Labeled shape rows
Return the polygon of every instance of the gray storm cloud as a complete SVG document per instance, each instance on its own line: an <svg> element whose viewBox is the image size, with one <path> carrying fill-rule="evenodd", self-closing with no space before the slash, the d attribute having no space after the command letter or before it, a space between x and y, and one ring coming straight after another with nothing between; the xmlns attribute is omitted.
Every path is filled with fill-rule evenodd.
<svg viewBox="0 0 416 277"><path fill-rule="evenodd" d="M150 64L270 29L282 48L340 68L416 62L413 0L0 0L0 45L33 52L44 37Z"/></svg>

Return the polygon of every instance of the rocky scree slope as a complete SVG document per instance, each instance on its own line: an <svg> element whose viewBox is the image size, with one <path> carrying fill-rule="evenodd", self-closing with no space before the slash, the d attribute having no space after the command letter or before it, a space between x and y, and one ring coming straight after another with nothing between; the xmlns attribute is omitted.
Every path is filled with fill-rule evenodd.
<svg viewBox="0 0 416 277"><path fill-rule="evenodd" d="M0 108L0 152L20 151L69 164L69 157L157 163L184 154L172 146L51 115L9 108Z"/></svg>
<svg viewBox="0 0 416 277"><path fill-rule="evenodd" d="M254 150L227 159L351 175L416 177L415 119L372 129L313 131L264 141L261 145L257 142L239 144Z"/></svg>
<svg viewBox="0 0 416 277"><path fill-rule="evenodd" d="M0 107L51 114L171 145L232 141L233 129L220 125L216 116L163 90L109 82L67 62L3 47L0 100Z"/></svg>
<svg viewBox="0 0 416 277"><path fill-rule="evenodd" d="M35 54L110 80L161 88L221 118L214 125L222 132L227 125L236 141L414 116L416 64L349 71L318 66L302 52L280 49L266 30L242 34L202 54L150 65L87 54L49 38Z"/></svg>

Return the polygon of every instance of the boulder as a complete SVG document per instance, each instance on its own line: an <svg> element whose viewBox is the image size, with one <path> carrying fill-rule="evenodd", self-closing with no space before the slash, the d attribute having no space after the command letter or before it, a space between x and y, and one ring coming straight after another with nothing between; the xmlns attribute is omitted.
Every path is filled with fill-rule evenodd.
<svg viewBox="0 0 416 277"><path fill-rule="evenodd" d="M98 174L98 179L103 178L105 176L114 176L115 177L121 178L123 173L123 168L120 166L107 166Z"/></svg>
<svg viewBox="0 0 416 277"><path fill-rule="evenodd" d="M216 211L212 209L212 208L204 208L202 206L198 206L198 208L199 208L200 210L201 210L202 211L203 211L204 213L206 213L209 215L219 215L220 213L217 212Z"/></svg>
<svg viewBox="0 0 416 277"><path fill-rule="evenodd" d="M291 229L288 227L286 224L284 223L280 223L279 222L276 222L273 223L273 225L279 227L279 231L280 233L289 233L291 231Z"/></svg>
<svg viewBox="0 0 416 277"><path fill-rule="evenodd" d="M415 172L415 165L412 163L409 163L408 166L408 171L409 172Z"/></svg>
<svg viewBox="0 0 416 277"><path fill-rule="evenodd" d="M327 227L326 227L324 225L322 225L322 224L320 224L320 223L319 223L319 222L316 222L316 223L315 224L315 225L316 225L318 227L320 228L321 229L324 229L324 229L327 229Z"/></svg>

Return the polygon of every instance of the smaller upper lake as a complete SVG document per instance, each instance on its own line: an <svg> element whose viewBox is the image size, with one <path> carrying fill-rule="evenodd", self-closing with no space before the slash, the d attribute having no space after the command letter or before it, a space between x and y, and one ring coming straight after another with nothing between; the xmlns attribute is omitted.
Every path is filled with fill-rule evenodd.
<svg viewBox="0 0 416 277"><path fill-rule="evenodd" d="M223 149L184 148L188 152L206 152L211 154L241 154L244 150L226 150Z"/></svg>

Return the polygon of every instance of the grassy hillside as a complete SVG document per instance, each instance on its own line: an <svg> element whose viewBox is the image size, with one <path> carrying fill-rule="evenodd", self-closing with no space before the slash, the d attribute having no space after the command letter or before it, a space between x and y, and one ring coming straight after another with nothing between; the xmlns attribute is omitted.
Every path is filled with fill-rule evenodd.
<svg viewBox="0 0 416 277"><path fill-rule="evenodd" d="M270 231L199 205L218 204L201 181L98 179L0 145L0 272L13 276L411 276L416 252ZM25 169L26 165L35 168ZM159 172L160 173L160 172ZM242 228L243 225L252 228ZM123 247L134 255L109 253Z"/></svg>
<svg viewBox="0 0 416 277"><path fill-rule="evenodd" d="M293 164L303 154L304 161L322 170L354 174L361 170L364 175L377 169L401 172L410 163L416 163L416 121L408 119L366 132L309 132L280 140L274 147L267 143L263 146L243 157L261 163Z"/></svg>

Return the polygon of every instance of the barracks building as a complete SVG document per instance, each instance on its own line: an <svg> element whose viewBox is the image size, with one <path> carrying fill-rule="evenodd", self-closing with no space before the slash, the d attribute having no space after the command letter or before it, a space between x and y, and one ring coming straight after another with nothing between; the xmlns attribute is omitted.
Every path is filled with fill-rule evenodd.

> _PROBLEM DESCRIPTION_: Starting at the top of the rows and ending with the line that contains "64L270 29L282 48L340", rewrite that stretch with "gray storm cloud" swapped for "dark thundercloud" and nothing else changed.

> _ANSWER TO THIS TASK_:
Return the polygon of every instance of the dark thundercloud as a complete SVG document per instance, each instance on its own line: an <svg> element whose viewBox is the image size, with one <path> carrying fill-rule="evenodd", self-closing with no space before the slash, the d attribute having no space after the command letter or before it, a space between x and y, and one ring coming straight after another with nothing between; the xmlns attribute is omitted.
Every path is filled with fill-rule evenodd.
<svg viewBox="0 0 416 277"><path fill-rule="evenodd" d="M150 64L270 29L282 48L340 68L416 62L413 0L0 0L0 45L33 52L44 37Z"/></svg>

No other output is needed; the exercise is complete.